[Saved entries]
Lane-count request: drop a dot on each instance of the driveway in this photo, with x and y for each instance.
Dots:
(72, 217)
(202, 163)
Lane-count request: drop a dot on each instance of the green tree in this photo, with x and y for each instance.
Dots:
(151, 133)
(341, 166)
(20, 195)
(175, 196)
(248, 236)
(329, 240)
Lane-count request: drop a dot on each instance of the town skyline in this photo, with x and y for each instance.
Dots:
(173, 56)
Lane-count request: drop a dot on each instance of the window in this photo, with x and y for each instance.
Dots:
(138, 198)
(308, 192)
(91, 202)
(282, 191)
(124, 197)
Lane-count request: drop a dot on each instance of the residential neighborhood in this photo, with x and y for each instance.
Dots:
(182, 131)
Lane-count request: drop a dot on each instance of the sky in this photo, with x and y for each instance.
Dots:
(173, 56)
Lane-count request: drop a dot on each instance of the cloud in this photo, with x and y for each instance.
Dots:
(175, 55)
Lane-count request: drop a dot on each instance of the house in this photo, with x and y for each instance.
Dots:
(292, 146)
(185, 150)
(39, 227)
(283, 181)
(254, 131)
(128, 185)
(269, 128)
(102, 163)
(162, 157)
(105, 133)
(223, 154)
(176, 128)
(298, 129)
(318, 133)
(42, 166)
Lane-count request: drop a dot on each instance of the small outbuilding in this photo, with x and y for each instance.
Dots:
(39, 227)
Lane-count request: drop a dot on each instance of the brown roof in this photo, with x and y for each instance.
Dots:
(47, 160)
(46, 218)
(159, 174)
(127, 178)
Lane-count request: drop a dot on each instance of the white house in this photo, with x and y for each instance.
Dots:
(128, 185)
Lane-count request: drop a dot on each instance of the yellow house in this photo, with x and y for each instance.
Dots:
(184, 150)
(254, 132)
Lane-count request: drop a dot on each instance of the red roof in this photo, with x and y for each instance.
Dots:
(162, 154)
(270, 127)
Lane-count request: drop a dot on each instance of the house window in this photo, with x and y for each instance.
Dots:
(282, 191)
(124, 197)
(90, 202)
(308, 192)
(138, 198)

Task brief - Word for word, copy out the data.

Answer space -
Lane-count request: drop a dot on each instance of the driveway in this photo, with x and y for each instance.
Dots:
(72, 217)
(202, 163)
Lane-count request: drop a dot on each instance of the green tree in this photo, with x and y for each instance.
Dots:
(151, 133)
(341, 166)
(20, 195)
(175, 196)
(248, 236)
(329, 240)
Lane-count request: drop a dot on each instance of the town skyline in this photo, with x and y for each instance.
Dots:
(173, 56)
Lane-count request: drop a dot on each instance of the window in this photo, with x and y for each instance.
Dots:
(138, 198)
(308, 192)
(91, 202)
(282, 191)
(124, 197)
Lane-count request: drop a dot on each instance of the residential neighborhood in this photo, with x and y for each instance.
Dots:
(182, 131)
Lane-count request: drop a dot on each instance of the sky in this photo, with x and y for each instance.
Dots:
(173, 56)
Lane-count request: drop a dot on each instance of the cloud in this photo, with x and y for each instance.
Dots:
(175, 55)
Lane-count request: drop a dot on each instance of the house in this photo, with x and y for each instance.
Dots:
(292, 146)
(185, 150)
(39, 227)
(283, 181)
(254, 131)
(128, 185)
(269, 128)
(102, 163)
(162, 157)
(105, 133)
(223, 154)
(176, 128)
(298, 129)
(318, 133)
(42, 166)
Lane-count request: drop a dot on each instance of the small outbuilding in this photo, with x and y for each instance.
Dots:
(39, 227)
Lane-count request: drop a dot on each instance of the brown roof in this photo, with x and y for each instance.
Dots:
(47, 160)
(46, 218)
(159, 174)
(127, 178)
Lane-count request: drop a dot on each instance of the white house in this photo, with x and y for each instance.
Dots:
(128, 185)
Lane-count request: drop a dot on each instance of the yellow house in this photo, with x and y for each instance.
Dots:
(184, 150)
(254, 132)
Lane-count request: drop a dot on each instance of the red roof in this photo, with x and y for each instance.
Dots:
(162, 154)
(270, 127)
Lane-count request: drop a dot on each instance of the house window in this photo, with x and y for each instance.
Dots:
(282, 191)
(124, 197)
(90, 202)
(308, 192)
(138, 198)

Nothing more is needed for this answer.